• [Challenge]: Reproduce the records below, substituting "inspect" for each occurrence of "examine" and keeping everything else the same.

═════ Records to use

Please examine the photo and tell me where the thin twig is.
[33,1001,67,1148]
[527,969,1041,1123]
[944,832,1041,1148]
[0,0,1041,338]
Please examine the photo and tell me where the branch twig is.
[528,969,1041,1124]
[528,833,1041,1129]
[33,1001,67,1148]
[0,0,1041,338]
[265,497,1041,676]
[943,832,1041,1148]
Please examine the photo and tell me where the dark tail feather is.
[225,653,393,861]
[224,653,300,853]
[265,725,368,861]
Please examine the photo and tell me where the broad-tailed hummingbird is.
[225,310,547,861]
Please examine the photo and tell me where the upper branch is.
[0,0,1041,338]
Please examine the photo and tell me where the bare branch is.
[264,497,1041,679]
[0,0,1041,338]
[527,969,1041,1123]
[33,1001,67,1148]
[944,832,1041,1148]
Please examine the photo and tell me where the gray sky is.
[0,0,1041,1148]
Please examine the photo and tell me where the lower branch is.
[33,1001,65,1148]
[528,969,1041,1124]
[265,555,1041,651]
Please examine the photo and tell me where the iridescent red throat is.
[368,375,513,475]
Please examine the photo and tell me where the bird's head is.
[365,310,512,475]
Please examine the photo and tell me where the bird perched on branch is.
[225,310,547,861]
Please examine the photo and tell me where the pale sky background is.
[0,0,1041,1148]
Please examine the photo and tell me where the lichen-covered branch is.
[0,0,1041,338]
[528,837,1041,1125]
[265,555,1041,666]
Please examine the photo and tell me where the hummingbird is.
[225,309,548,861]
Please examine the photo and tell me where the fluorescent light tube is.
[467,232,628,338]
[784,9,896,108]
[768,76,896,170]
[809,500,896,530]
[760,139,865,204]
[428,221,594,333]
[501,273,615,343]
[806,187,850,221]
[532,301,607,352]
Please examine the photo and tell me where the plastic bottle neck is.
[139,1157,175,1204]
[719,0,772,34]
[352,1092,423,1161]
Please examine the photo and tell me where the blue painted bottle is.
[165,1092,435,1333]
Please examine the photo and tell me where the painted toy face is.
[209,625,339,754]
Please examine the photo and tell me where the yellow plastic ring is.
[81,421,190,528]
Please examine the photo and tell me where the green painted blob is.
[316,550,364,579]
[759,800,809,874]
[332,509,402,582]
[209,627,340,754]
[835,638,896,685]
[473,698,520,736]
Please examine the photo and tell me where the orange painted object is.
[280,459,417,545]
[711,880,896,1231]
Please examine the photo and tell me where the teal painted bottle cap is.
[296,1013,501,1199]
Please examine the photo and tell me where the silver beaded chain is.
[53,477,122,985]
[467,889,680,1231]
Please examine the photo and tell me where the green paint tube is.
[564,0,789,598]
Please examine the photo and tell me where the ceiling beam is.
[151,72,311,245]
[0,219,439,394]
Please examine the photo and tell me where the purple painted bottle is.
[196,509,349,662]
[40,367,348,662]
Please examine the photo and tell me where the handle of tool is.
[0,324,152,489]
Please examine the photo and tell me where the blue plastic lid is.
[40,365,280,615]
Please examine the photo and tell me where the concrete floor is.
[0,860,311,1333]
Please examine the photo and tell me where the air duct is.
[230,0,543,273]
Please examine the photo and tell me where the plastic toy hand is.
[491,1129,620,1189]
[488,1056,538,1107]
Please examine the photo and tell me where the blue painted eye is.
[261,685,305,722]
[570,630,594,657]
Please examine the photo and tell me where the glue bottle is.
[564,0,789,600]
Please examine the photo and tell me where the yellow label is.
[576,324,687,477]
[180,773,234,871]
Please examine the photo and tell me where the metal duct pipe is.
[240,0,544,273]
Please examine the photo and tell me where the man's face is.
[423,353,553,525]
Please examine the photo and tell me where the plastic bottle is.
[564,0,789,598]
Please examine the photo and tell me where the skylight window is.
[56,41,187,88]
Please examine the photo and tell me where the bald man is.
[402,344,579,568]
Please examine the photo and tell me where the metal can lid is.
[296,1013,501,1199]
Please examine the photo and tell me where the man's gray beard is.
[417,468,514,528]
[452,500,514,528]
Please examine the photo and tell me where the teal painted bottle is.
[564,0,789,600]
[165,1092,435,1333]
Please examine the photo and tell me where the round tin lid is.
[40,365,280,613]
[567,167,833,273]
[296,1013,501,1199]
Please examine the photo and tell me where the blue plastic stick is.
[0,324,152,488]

══════════

• [Task answer]:
Please inspect the photo and tell me where the thin twig is.
[33,1001,67,1148]
[527,969,1041,1123]
[944,832,1041,1148]
[0,0,1041,338]
Please inspect the photo and tell me where the branch twig is.
[528,969,1041,1124]
[528,833,1041,1129]
[33,1001,67,1148]
[0,0,1041,338]
[265,497,1041,676]
[943,832,1041,1148]
Please inspect the photo and tell me where the dark tail feather is.
[225,653,393,861]
[224,653,300,853]
[265,725,368,861]
Please inspect the photo and tell me where the broad-tailed hummingbird is.
[225,310,547,861]
Please inspect the photo and tell me where the upper branch is.
[0,0,1041,338]
Please inspect the photo and tell me where the bare branch is.
[264,497,1041,679]
[0,0,1041,338]
[527,969,1041,1123]
[33,1001,67,1148]
[944,832,1041,1148]
Please inspect the photo and tell me where the gray sky is.
[0,0,1041,1148]
Please inspect the photo and tell me where the lower branch is.
[33,1001,65,1148]
[528,969,1041,1124]
[265,555,1041,651]
Please inspect the photo and tell me where the iridescent red throat is.
[368,375,513,475]
Please inspect the photo and tell me where the bird's head is.
[365,310,512,475]
Please inspect the photo and tell me where the bird perched on branch is.
[225,310,547,861]
Please inspect the photo and tell me where the pale sky background is.
[0,0,1041,1148]
Please inspect the photo and tell me where the lichen-covered branch is.
[0,0,1041,338]
[528,837,1041,1125]
[265,555,1041,666]
Please inspect the photo and tell me where the hummingbird is.
[225,309,548,861]
Please inspect the photo and tell me where the fluorescent light tube is.
[467,232,628,338]
[784,9,896,108]
[768,76,896,170]
[809,500,896,530]
[760,139,865,204]
[428,221,594,333]
[501,273,615,343]
[806,187,850,221]
[532,301,607,352]
Please inspect the photo and tell me where the plastic bottle neck is.
[139,1157,175,1204]
[719,0,772,34]
[352,1092,423,1161]
Please inspect the photo and tell me where the blue painted bottle is.
[165,1092,435,1333]
Please inspect the photo and tell me where the painted toy face is.
[209,625,339,754]
Please inspect the photo and tell me where the yellow plastic ring is.
[81,421,190,528]
Please inspect the photo and tell me where the green painted blob is.
[316,550,364,579]
[759,800,809,874]
[332,509,402,582]
[209,627,340,754]
[835,638,896,685]
[473,698,520,736]
Please inspect the photo and tell me where the orange painted object is.
[280,459,417,545]
[711,880,896,1231]
Please inspect the photo and tell me where the teal painted bottle cap is.
[296,1013,501,1199]
Please inspect the photo and tell me where the silver beaded chain is.
[53,477,122,985]
[467,889,680,1231]
Please inspect the photo and tell me where the green paint tube is.
[564,0,789,598]
Please inspect the photo and tell me where the ceiling beam is.
[151,72,311,245]
[0,219,439,394]
Please inspect the photo and tell me where the purple painted bottle is.
[196,509,349,662]
[40,367,348,662]
Please inspect the photo and tell me where the handle of tool is.
[0,324,152,489]
Please inspect the photo and tell me where the blue plastic lid is.
[40,365,280,615]
Please inspect the photo and tell me where the concrete floor is.
[0,860,311,1333]
Please inspect the photo and tell me where the air duct is.
[230,0,543,273]
Please inspect the photo and tell me where the plastic toy hand is.
[491,1129,620,1189]
[488,1056,538,1107]
Please inspect the photo and tell me where the blue painted eye is.
[261,685,305,722]
[570,630,594,657]
Please inspect the photo and tell me where the glue bottle is.
[564,0,789,600]
Please inspect the photo and tell me where the yellow label is.
[576,324,687,477]
[180,773,234,871]
Please inspect the photo and tell me where the metal duct pipe is.
[240,0,544,273]
Please inspect the photo and tell me where the man's face is.
[423,353,553,525]
Please inspect the photo and tell me where the plastic bottle is.
[564,0,789,598]
Please inspect the photo and tell me where the skylight window is.
[56,41,187,88]
Please inspect the photo and tell me where the bald man is.
[402,344,579,568]
Please inspect the photo and tell me where the metal can lid is.
[296,1013,501,1199]
Please inspect the photo and tell me where the man's gray beard is.
[417,468,514,528]
[452,500,514,528]
Please inspect the photo and tell me where the teal painted bottle is.
[564,0,789,600]
[165,1092,435,1333]
Please inspect the photo and tell me where the round tin lid is.
[40,365,280,613]
[567,167,833,273]
[296,1013,501,1199]
Please inspect the photo and tell me where the blue plastic stick is.
[0,324,152,488]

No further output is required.